═══ Material provided

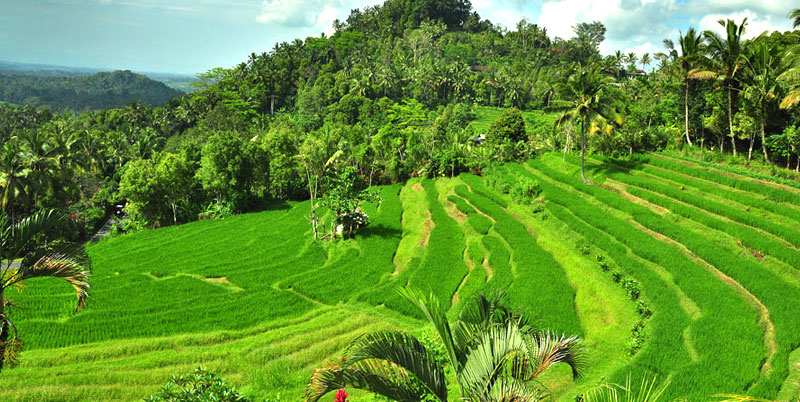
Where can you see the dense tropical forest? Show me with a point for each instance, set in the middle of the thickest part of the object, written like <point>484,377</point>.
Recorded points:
<point>81,93</point>
<point>632,216</point>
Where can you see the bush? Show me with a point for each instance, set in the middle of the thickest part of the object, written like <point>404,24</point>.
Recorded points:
<point>200,386</point>
<point>509,127</point>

══════

— Assignment —
Copy every record verbatim while leaving each picture out.

— Worked solution —
Where can you see the dense tropical forest? Show me with a point for each instance, set in the middle of the thickest part of the object, written like <point>484,377</point>.
Recorded points:
<point>81,93</point>
<point>632,216</point>
Where can you see the bush? Show me with a point for each instance, set in the middle of the thickest part of the object, written like <point>404,24</point>.
Recorded points:
<point>200,386</point>
<point>509,127</point>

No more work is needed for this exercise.